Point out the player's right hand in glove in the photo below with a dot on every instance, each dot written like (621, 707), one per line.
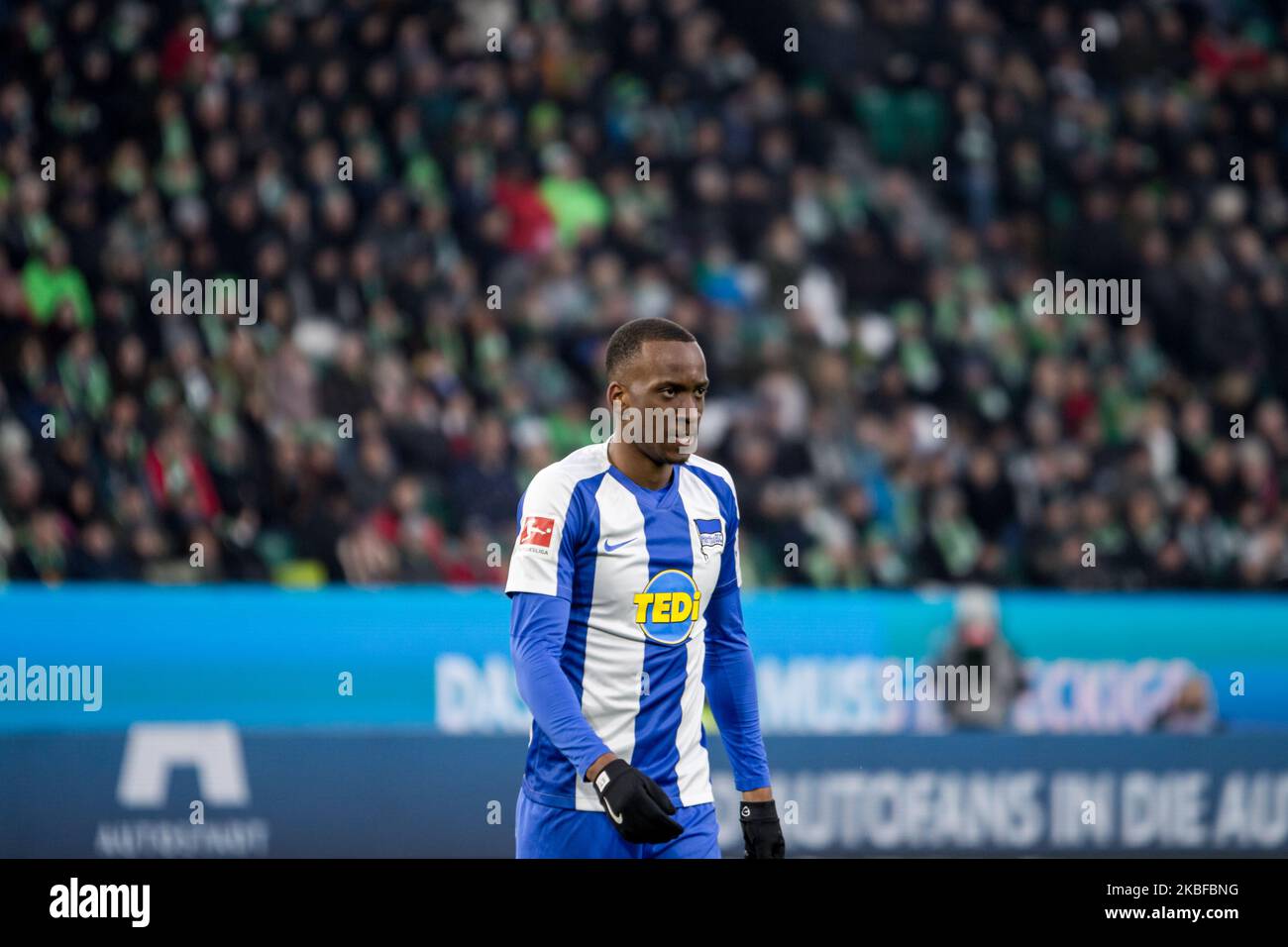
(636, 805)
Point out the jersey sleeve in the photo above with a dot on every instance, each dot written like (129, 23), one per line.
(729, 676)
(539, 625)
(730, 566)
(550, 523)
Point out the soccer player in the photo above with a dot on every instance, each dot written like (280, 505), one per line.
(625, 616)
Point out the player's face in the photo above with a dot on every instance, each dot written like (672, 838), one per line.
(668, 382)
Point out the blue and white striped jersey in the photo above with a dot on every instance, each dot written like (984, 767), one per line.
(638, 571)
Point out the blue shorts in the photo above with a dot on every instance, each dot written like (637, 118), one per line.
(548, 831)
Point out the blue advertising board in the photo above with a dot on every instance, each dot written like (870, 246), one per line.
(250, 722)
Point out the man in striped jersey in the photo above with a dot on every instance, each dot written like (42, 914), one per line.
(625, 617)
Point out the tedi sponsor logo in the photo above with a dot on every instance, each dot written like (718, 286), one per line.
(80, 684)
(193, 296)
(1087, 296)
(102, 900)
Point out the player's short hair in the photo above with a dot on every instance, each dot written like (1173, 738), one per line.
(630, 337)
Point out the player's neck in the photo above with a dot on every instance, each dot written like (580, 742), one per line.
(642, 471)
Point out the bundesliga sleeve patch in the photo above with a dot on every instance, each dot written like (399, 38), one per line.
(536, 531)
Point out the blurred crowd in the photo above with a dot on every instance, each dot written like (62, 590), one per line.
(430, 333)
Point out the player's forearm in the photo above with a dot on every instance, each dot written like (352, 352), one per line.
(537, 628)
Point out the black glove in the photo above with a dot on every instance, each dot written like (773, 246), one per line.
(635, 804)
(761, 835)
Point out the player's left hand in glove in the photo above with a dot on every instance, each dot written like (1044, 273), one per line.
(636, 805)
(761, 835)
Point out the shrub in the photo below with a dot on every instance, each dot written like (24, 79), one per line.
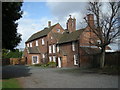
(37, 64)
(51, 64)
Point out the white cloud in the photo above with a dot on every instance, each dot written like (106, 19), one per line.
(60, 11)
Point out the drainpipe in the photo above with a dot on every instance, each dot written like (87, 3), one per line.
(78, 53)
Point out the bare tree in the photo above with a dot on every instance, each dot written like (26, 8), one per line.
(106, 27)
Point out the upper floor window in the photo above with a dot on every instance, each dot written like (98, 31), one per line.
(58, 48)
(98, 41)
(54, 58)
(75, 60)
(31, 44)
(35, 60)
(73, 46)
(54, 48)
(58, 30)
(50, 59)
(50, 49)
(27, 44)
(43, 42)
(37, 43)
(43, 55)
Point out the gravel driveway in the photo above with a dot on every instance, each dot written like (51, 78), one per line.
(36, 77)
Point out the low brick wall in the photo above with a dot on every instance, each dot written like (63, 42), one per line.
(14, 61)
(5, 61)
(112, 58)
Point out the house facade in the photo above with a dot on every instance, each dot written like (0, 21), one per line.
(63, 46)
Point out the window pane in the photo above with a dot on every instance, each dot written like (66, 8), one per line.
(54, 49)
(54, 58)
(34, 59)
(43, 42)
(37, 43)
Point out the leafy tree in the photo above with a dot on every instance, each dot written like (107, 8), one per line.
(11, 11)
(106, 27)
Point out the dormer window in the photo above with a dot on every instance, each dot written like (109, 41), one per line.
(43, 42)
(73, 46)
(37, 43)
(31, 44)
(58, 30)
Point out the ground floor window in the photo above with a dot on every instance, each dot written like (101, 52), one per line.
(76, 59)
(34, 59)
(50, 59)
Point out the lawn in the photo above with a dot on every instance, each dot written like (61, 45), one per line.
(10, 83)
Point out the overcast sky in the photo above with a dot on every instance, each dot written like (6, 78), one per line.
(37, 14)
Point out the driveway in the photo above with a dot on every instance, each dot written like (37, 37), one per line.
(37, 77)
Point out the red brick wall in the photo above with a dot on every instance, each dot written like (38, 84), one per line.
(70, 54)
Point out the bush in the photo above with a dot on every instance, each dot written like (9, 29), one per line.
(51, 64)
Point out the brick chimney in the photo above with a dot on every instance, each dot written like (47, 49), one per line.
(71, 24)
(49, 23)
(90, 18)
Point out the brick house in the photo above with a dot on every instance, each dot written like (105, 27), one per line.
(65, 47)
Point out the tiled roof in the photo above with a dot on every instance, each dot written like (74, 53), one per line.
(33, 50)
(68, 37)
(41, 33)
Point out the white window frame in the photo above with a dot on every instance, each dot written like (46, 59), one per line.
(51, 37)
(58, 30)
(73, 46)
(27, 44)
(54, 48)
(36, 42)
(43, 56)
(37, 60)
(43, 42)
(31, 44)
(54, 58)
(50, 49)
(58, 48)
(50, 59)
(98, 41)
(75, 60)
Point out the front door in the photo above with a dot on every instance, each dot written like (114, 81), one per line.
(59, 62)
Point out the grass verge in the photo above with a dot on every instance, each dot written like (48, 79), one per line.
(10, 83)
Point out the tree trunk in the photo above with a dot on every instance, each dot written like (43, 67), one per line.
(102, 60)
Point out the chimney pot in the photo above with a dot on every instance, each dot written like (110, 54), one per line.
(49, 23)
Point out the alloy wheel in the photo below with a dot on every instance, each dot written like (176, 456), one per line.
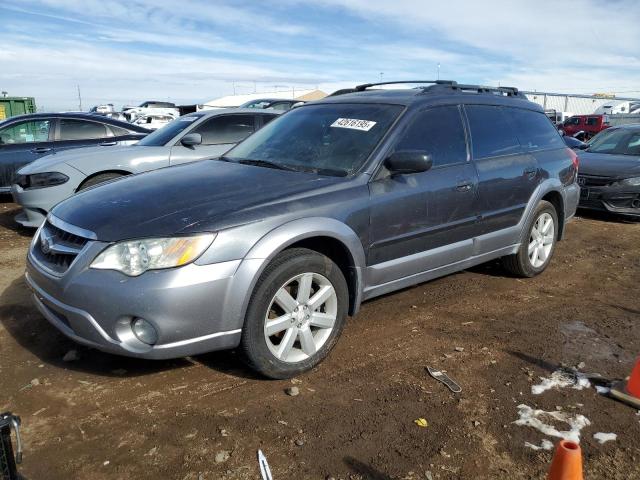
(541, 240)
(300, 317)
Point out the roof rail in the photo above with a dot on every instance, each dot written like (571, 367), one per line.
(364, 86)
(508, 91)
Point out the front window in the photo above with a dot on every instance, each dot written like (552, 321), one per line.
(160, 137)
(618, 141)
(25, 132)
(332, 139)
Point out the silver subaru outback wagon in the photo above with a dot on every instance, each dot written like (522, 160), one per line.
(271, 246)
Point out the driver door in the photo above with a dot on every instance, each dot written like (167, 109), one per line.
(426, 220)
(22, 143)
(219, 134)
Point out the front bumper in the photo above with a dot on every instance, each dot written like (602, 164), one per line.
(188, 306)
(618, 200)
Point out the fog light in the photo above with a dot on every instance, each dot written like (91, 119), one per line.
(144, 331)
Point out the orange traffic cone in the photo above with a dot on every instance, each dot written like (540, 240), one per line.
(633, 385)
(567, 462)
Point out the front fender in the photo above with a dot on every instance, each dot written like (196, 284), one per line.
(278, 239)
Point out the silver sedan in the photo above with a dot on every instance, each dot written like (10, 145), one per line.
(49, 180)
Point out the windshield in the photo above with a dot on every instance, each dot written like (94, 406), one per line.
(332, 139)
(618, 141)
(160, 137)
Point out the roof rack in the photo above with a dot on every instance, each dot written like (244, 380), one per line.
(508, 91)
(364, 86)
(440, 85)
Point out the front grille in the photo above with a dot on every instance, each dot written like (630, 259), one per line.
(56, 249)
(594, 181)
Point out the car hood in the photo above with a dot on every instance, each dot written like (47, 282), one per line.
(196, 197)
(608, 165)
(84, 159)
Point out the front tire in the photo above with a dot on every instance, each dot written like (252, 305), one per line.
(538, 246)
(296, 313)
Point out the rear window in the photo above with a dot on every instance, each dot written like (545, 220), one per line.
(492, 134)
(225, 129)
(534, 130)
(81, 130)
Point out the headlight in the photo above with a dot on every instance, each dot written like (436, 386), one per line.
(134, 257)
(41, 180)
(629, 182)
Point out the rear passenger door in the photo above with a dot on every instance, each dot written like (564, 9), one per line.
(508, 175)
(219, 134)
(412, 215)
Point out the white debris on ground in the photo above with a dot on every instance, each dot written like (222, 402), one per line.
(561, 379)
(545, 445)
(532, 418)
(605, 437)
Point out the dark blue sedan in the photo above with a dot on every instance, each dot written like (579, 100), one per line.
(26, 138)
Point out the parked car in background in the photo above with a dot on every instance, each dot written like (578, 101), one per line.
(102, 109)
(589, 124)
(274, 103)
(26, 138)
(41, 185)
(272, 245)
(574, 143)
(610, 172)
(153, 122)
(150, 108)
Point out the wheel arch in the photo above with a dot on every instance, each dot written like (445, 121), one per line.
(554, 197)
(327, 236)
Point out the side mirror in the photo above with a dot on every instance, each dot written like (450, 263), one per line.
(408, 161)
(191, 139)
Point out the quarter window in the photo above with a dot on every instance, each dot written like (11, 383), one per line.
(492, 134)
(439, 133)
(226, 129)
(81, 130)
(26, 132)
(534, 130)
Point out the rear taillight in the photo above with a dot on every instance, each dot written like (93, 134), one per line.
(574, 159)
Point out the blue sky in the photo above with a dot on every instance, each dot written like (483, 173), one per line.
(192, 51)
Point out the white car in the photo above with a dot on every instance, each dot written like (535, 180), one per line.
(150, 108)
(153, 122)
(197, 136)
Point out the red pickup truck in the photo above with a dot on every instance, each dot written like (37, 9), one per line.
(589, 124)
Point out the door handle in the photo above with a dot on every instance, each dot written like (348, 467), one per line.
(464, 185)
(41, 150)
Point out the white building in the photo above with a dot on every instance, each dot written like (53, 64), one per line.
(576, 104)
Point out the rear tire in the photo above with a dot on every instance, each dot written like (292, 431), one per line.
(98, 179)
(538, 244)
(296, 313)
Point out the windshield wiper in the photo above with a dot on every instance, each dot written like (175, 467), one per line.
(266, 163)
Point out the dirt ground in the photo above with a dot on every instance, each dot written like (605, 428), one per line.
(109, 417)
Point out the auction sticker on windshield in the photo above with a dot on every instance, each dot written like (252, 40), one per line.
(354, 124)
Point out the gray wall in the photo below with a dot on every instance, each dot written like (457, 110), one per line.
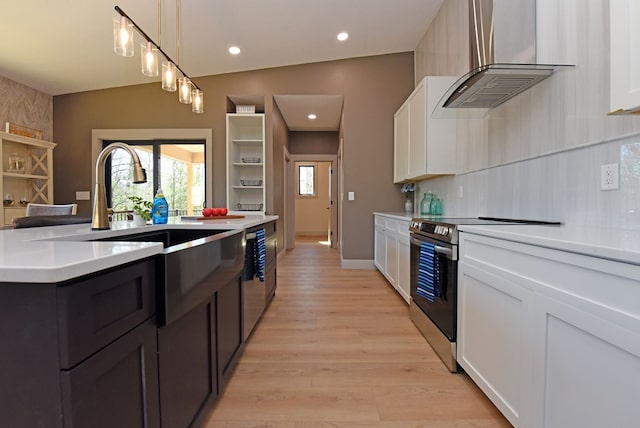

----------------------------------------

Task details: Reproduce nothing but the lines that run from the line containing "Point out the windshield wiper" through the last line of the records, inclusive. Omit the pictures.

Solution below:
Point out the windshield wiper in the photo above with a dot on every instance, each dot written like (175, 467), one per line.
(266, 163)
Point out the dirt ground in the photo above with a dot on every instance, each dot written like (605, 428), one per line.
(109, 417)
Point out the auction sticker on windshield in the photo above with a dot on every instance, each dot written like (252, 40), one per line.
(354, 124)
Point out the gray wall in the photo below with a dot on every instance, each dot written like (457, 110), one per line.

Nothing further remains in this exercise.